La «République de Bunagana», un État dans un État 

Depuis 100 jours, le contrôle de la cité frontalière de Bunagana échappe à l’Etat congolais. Aucun officiel congolais ne peut y mettre ses pieds. Les symboles de la République Démocratique du Congo n’y sont plus présents. Le franc congolais, la monnaie nationale, a été démonétisée. Le poste frontalier de Bunagana a désormais ses propres dirigeants qui dictent leurs lois au bon vouloir de leur employeur, le Rwanda.
Kinshasa continue à dénoncer le régime de Kigali d’être derrière le M 23 – ce mouvement terroriste qui occupe Bunagana – alors que la population attend des signaux qui rassurent que la libération de cette cité est pour bientôt. La population meurt d’impatience à attendre ces signaux.
Même l’arrivée de la force sous-régionale de l’EAC ne semble pas donner des bons signes. Depuis le mardi 27 septembre 2022, les militaires kényans sont signalés sur le sol congolais, même si les autorités congolaises ne se sont pas encore officiellement prononcées sur la question. Plusieurs sources concordantes affirment l’entrée des militaires kenyans par la cité de Bunagana, actuellement aux mains de M 23.
Cette cité est pourtant un important centre de commerce transfrontalier entre la République Démocratique du Congo et l’Ouganda, mais également proche du Rwanda. Toutes les entrées économiques qui profitent au Nord-Kivu finissent actuellement dans la poche de la rébellion. Le M23 y a installé sa propre administration, des responsables des entités décentralisées, les percepteurs d’impôts … qui doivent dévouement et obéissance au seul régime de Kigali. Des spectacles dignes d’un film hollywoodien mais qui ne devraient pourtant pas être pris à la légère.
Sur place, les cris plaintifs de la population ne trouvent toujours pas de répondant dans la capitale congolaise. En l’absence de l’autorité de l’Etat, les rebelles y dictent leur loi par la terreur, les intimidations, les tortures et les menaces de tout genre : «Les habitants y mènent une vie très difficile. Ils vivent comme des esclaves. Nous ne sommes pas libres de faire quoi que ce soit. Dès qu’ils vous suspectent de faire quelque chose, ils confisquent tout ce que vous avez », confie un habitant qui a requis l’anonymat.
Dans d’autres localités environnantes contrôlées par le M23, c’est également le calvaire. À Tshengerero, Kinyamahura, Kabindi, Gisiza, Basare, ce sont des tracasseries, des pillages des boutiques et des pharmacies, des produits des champs, etc. Et, depuis plus d’un mois, dans une partie du groupement de Jomba, les rebelles obligent les populations à creuser de l’or. Peu à peu, depuis trois mois, le M23 s’enracine dans la contrée et prépare même à conquérir d’autres localités de la province du Nord-Kivu.
Bunagana est-il devenu un État dans un Etat ? La question est posée parce qu’une République incontrôlée s’y installe pour défier l’autorité légale.
La dernière carte de Kinshasa reste celle de la force sous-régionale de l’EAC. Mais selon des sources bien informées, les militaires kenyans ont la mission de créer une zone de sécurisation pour empêcher les rebelles du M23 d’attaquer les positions des FARDC.

======

Travail demandé
[1] Pour chacune des affirmations suivantes, dites si elle concorde avec l'article sur Bunagana. Répondez par oui ou par non et citez les mots du texte qui tranchent la question.
(a) À Bunagana, le franc congolais a été démonétisé.
(b) Les autorités congolaises ont officiellement confirmé l'arrivée des militaires kényans.
(c) Dans une partie du groupement de Jomba, les rebelles forcent la population à creuser de l'or depuis plus d'un mois.
[2] Recopiez fidèlement le passage de l'article sur Bunagana qui commence par « Même l’arrivée de » et se poursuit jusqu'à « mains de M 23. ».

======

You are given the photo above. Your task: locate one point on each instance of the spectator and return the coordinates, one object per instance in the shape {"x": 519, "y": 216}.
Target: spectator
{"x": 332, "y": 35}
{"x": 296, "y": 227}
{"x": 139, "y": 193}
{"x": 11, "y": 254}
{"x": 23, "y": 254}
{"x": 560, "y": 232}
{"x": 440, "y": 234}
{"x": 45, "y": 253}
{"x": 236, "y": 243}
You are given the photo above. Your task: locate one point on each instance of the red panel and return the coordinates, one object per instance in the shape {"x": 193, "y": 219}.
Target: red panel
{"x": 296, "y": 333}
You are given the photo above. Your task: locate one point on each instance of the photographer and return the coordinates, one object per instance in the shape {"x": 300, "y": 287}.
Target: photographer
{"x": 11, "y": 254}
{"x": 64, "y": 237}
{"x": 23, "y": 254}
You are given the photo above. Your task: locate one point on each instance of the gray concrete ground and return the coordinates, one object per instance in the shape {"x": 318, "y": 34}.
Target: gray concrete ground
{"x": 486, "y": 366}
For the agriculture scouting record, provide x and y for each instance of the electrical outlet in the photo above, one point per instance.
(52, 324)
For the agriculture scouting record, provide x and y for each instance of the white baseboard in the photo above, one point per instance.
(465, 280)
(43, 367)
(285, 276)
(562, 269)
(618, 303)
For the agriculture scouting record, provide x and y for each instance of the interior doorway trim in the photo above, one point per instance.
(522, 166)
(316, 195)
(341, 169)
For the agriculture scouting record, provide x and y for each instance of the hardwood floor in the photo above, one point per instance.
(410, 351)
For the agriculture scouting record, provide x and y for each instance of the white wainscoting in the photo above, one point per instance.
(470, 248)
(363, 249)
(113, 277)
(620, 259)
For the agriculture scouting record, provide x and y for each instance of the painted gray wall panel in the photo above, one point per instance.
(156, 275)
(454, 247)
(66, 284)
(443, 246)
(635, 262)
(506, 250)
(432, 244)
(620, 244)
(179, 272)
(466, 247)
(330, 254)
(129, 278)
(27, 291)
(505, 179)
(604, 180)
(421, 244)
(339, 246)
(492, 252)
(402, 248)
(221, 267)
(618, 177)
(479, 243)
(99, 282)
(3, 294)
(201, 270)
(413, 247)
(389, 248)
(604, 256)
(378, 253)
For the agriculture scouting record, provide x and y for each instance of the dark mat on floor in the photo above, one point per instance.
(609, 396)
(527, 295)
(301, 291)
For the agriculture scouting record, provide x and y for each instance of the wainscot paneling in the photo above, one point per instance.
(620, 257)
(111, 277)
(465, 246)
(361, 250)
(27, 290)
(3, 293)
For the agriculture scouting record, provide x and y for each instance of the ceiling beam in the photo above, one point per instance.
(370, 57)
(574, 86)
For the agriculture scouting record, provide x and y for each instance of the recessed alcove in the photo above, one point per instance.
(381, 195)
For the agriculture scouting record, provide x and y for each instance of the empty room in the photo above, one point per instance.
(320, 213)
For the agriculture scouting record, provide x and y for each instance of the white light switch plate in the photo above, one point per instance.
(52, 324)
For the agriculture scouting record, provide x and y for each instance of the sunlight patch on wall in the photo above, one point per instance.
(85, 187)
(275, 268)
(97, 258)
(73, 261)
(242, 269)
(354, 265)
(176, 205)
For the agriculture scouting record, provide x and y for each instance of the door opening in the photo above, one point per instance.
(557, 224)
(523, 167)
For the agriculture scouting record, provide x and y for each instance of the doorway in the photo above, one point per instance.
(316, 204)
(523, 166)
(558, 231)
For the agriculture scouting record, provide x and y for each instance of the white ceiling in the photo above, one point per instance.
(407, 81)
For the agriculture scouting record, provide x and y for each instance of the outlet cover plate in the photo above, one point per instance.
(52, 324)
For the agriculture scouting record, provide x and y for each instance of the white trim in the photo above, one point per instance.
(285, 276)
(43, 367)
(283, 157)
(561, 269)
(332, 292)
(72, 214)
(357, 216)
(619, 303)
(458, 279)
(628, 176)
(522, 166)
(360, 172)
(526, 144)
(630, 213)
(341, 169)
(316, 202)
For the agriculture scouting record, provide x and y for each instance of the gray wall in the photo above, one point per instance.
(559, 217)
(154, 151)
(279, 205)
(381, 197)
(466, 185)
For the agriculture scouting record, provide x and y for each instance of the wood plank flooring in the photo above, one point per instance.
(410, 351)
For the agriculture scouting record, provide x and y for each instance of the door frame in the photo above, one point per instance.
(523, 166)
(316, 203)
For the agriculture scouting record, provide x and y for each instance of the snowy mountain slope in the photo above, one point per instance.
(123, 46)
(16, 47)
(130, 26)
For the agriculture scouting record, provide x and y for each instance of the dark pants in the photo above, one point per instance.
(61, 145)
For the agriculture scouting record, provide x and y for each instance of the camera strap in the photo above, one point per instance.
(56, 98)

======

Solutions proposées
[1]
(a) Oui : « Le franc congolais, la monnaie nationale, a été démonétisée. »
(b) Non : « les autorités congolaises ne se sont pas encore officiellement prononcées sur la question »
(c) Oui : « depuis plus d’un mois, dans une partie du groupement de Jomba, les rebelles obligent les populations à creuser de l’or »

[2]
Même l’arrivée de la force sous-régionale de l’EAC ne semble pas donner des bons signes. Depuis le mardi 27 septembre 2022, les militaires kényans sont signalés sur le sol congolais, même si les autorités congolaises ne se sont pas encore officiellement prononcées sur la question. Plusieurs sources concordantes affirment l’entrée des militaires kenyans par la cité de Bunagana, actuellement aux mains de M 23.